**PAGE EXTRACT**.
_ _ _

SEO Copywriting for Content Contributors

Lead the way with findable content.

Is your content findable? Enable content contributors to lead the way.

Search engines such as Google are one of the primary ways people find our websites and the content they seek. As such, it’s very important to be mindful of search engine optimization (SEO) best practices so that we enable search engines — and the people using them — to find and discover our web content.

People often consider SEO to be a content editing task — something you hand-off to a specialist. The reality is that SEO is an important part of content planning and needs to be addressed before and during content creation, not just after.

Trying to optimize content for search after it has been published is like trying to figure out what you want to communicate after you publish a webpage. It just doesn’t work.

SEO needs to be part of content creation and the editorial process. For this reason, try including SEO guidelines for content contributors as part of your editorial style guide, including web writing guidelines.

Here are some recommendations to get you started.

1. Publish relevant content.

Understand what your web users are looking for and cater to that by providing useful, relevant content that meets their needs.

Publishing relevant content is the primary task for SEO. You can use every SEO tactic in the book, but if content isn’t relevant for your readers, they won’t find your website. And if they do, they won’t care.

As Brian Clark of Copyblogger says, "If your content isn’t good enough to attract good, natural links, it doesn’t matter how ‘optimized’ that content is" (source: How to Create Compelling Content that Ranks Well in Search Engines [PDF]).

2. Make every page on your website unique.

Don’t duplicate pages or repeat the same content on multiple pages.

In an effort to make content more findable, some content owners create duplicate pages or publish the same content in multiple locations. While duplicate content may increase the likelihood of content being discovered, it decreases usability and comprehension.

If content is the same, how do search engines know which page is most relevant? They don’t. And worse, neither do your readers.

Since Google and other search engines safeguard against listing duplicate pages in search results, you risk negatively affecting your search rankings.

(Note: It can be appropriate to duplicate short pieces of content, including descriptions and quotes, if they enhance web navigation and usability.)

To learn more, check out What is Duplicate Content? by SEOmoz.

3. Make every webpage title on your site unique.

Duplicate webpage titles may appear as duplicate pages in search engine results. This detracts from webpage search engine ranking and web users’ ability to navigate your website.

The webpage title is the most important element of SEO copywriting. It has the single greatest impact on search engine ranking and users’ comprehension of the page content.

According to The Art of SEO, "Since the title tag is a powerful signal, failure to create a distinct title tag can be a negative ranking signal" (167).

4. Use relevant and accurate keywords.

Ensure that keywords used to attract visitors to your website accurately represent the content they relate to.

_ _ _

**DATASET EXTRACT**.
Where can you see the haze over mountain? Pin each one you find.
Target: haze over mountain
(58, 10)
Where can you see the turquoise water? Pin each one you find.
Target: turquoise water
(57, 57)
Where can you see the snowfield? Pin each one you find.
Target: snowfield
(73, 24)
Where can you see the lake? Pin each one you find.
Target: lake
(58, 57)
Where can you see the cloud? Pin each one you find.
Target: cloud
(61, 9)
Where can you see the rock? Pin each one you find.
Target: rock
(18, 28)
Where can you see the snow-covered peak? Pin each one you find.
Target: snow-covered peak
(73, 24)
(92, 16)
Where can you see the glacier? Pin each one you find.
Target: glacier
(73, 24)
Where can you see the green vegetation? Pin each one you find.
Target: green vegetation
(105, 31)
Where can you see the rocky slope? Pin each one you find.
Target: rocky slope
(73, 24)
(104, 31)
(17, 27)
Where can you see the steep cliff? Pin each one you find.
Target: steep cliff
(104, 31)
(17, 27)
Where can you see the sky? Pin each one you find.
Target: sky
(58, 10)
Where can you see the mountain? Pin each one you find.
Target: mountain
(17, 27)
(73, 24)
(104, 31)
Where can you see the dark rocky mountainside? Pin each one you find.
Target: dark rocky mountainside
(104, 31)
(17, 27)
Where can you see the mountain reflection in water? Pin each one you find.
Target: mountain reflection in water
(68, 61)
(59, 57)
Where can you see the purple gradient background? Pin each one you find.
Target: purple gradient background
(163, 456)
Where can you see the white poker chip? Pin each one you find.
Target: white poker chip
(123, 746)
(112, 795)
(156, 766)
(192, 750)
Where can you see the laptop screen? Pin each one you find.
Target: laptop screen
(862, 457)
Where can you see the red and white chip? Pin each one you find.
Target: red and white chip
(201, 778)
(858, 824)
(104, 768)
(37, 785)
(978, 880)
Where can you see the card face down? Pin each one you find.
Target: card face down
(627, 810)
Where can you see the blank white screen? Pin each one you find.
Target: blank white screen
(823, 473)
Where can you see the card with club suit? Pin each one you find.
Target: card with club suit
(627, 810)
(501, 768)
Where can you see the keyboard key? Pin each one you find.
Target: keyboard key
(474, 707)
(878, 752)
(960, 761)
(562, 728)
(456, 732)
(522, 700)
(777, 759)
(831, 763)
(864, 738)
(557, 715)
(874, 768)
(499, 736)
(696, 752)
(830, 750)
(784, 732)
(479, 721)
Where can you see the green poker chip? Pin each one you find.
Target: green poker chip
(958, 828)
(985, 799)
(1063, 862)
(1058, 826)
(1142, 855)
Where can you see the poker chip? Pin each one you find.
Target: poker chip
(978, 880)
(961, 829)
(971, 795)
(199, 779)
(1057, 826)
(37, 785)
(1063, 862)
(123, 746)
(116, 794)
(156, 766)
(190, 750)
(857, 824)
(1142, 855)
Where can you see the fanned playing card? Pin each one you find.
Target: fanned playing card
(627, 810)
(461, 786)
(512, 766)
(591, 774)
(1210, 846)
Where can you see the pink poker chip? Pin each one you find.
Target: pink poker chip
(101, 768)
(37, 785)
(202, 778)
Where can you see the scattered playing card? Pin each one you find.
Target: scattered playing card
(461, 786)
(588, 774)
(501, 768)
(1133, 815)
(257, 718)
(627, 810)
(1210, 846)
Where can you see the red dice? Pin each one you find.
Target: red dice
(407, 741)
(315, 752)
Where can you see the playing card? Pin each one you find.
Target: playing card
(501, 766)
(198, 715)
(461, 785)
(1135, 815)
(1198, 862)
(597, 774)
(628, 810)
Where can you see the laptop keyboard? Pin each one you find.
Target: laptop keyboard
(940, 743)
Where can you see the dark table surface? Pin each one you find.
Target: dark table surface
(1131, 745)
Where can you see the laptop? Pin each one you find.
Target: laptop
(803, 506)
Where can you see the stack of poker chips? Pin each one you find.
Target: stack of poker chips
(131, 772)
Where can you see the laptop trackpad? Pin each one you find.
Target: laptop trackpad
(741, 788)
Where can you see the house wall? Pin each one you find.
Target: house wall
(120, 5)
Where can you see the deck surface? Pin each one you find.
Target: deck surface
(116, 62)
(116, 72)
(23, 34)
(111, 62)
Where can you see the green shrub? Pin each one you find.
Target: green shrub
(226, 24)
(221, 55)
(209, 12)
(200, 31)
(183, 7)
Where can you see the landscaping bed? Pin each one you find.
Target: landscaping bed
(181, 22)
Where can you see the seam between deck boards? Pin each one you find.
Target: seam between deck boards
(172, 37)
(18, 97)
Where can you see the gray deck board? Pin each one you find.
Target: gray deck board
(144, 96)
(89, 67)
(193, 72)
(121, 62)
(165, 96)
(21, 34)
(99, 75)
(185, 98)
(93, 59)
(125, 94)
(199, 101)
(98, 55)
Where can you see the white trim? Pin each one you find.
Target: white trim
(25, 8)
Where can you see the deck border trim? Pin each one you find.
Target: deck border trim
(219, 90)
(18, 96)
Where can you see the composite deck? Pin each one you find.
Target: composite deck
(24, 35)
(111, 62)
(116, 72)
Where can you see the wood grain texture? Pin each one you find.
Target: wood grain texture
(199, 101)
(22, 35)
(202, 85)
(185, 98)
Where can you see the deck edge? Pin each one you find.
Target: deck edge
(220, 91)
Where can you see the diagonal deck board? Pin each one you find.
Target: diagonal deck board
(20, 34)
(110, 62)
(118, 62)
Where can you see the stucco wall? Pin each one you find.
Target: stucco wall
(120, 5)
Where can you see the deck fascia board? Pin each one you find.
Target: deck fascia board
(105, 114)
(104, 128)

_ _ _

**DIRECTIVE 1**. Pull out every line of the listing that contains the word "steep".
**DIRECTIVE 2**. Carry on the SEO copywriting guide from the point where it ends.

**RESULT 1**.
Where can you see the steep cliff? Pin each one you find.
Target: steep cliff

**RESULT 2**.
Quite simply, accurate keywords will attract relevant visitors interested in your content. And relevant visitors are more likely to be happy visitors who want to get to know your institution better. Inaccurate keywords attract irrelevant visitors — and worse, damage your brand authenticity and website search ranking authority.

To effectively support your web strategy, SEO keywords must be both relevant for search and appropriate for your brand. On-brand SEO keywords ensure that audiences not only find your content but find your content meaningful.

5. Link to relevant external websites that provide value to your users.

Encourage other websites to link to yours. This practice of "link sharing" has a positive effect on the ranking of your website in search engine results.

Linking to relevant, valuable external resources helps your users and also encourages links back to your website. Inbound links from external websites positively affect your search engine ranking because Google and other search engines consider it a third-party recommendation, which improves your credibility.

6. Structure content to enhance keyword relevance.

Style important keywords and phrases using headers, boldface text, and lists to inform search engines — as well as readers — that the keywords are important.

Using semantic HTML provides context for related content. For example, keywords associated with a header 1 tag (<h1>) suggest greater relevance than a header 3 tag (<h3>). Be mindful when structuring content so as to reinforce priority and relevance of keywords and phrases.

(Note: Be careful not to use styles excessively. Doing so may hamper SEO efforts, as well as users’ comprehension.)

7. Describe images with alt text.

To enable search engines to "see" photos on your website, use the HTML alt attribute to provide text descriptions.

Images are content. Without an alt description, search engines can’t understand the subject. Use relevant keywords in your alt text, just as you would for titles, headers and captions. Like other SEO tasks, it’s just as important that alt descriptions are unique for each image.

8. Supplement video with searchable text.

For the most part, people find embedded videos through the related text on the page, including the video title. To improve findability, create a video transcript or summary so that the video content is easily searchable. This practice is valuable for accessibility as well.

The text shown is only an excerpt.